=== SELECTION ===
○ ○ ○ ○ ○ ○ ○
It is hard to read one of the countless design articles without seeing a certain string of names mentioned. Within those names, you’re bound to see Jason Santa Maria. To be honest, I know very little about Jason. I know of him, his work, and a few articles, but I don’t know him. Most of you reading don’t know him either. In fact, Jason Santa Maria, probably doesn’t even know that version of himself. Because that version of him doesn’t exist.
So before we go on, let me apologize up front. This is not a story about the real Jason Santa Maria. This is really about you.
The Jason I am referring to is the personification of the designer, creative, and coder, which all of us strive to be. It could be that voice in our heads critiquing our work. It could be that person we admire who makes us wish we could create something as beautiful as them. Any way you cut it, Jason is a driving force for what we do. It is much easier to say, “Someday, I’d like to be like Jason,” than to say, “Someday, I’d like to be like me… except much better.” We don’t know what a “much better” version of us really means. It is very difficult to articulate.
Designerus Admira Influenza
Have you ever seen someone else’s work and it makes you sick to your core? The sort of sick feeling that feels like you don’t even have it in you to ever be that good? Well I certainly have, and still do to this day. If you say you’ve never had that feeling then you my friend are lying to yourself (Also see: Dunning-Kruger Effect). Anyone who knows enough to know that they suck at something has had this feeling. Even our manifestation of Jason who we personally admire and regard as the best has had those moments. If Jason didn’t have that moment, then how could he ever be any good? If he thought, “I frigging rule, and no one can touch me,” why would he ever need or want to improve?
Think about where you are right now with your skills just for a moment. Now look at the gap between your work and Jason’s. Is it far? Is it close? So if I were to say that at one point in his life, Jason sucked at design, would that be a surprise? It shouldn’t be. Because he did. We all start from the same place, and that is at ground sucking zero.
When I started my career I had this idea I would end up at one of the big name agencies. In fact, nothing less would have been acceptable. There’s nothing wrong with wanting the best for yourself. The problem is that I thought the only way I could do great work, or to feel accomplished was to be able to say that I worked at “Rockstar Agency.” I also thought that the only work that was ever any good was the work that came out of places like those. I imagined that only people that were already like Jason, or would be as good, went to work there. So if I added it all up, it was a must to get a job there. If I didn’t, I would have failed miserably in my career.
I struggled to get into those places. I wasn’t ready. I wasn’t good enough. I failed.
○ ○ ○ ○ ○ ○ ○
=== DO THIS ===
State whether each statement agrees with the essay on Jason Santa Maria, answering yes or no and quoting the exact words of the essay that settle it. 1. The author knows Jason Santa Maria personally. 2. The author holds that everyone begins at the same level of skill. 3. The author succeeded in getting into one of the big name agencies. The entries that come next are independent material with no connection to the essay.

Pointing and labeling entries
○ ○ ○ ○ ○ ○ ○
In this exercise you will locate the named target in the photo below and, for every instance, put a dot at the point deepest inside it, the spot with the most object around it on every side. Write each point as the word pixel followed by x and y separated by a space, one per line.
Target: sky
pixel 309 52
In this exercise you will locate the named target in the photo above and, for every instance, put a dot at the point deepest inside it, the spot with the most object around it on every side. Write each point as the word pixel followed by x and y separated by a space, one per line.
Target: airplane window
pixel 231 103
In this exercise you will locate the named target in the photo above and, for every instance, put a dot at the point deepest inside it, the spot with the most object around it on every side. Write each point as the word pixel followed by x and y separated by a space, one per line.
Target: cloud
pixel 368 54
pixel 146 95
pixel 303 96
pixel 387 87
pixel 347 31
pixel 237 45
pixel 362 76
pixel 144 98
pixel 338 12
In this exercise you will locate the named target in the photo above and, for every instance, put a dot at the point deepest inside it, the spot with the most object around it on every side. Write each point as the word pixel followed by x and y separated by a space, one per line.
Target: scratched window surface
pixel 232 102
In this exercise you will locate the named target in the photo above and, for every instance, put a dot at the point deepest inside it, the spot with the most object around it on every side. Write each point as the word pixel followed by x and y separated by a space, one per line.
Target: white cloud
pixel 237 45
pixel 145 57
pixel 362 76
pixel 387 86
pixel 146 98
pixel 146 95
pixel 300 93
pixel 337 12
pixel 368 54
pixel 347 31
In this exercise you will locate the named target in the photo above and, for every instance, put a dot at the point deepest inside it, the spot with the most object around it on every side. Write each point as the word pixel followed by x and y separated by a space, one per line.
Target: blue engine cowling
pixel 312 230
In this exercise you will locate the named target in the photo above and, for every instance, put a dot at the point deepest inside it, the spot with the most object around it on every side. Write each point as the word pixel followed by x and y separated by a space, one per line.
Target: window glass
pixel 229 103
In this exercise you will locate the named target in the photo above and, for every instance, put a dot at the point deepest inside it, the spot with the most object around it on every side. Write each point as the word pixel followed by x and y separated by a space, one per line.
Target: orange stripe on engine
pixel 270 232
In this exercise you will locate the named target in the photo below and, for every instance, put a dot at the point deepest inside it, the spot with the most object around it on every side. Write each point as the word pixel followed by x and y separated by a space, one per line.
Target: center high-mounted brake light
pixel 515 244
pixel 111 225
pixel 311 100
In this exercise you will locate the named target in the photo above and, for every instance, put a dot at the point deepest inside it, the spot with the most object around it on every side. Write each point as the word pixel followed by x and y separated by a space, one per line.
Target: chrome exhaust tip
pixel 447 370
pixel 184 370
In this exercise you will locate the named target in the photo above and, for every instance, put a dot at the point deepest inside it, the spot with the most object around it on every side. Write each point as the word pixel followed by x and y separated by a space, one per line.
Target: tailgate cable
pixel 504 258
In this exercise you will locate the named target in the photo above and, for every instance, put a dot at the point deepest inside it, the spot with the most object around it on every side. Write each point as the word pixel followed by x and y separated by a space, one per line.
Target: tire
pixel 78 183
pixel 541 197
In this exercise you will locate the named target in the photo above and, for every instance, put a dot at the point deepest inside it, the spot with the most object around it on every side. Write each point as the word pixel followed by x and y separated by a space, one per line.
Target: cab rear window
○ ○ ○ ○ ○ ○ ○
=== RESULT FOR THIS EXERCISE ===
1. No: "I know of him, his work, and a few articles, but I don’t know him."
2. Yes: "We all start from the same place, and that is at ground sucking zero."
3. No: "I struggled to get into those places. I wasn’t ready. I wasn’t good enough. I failed."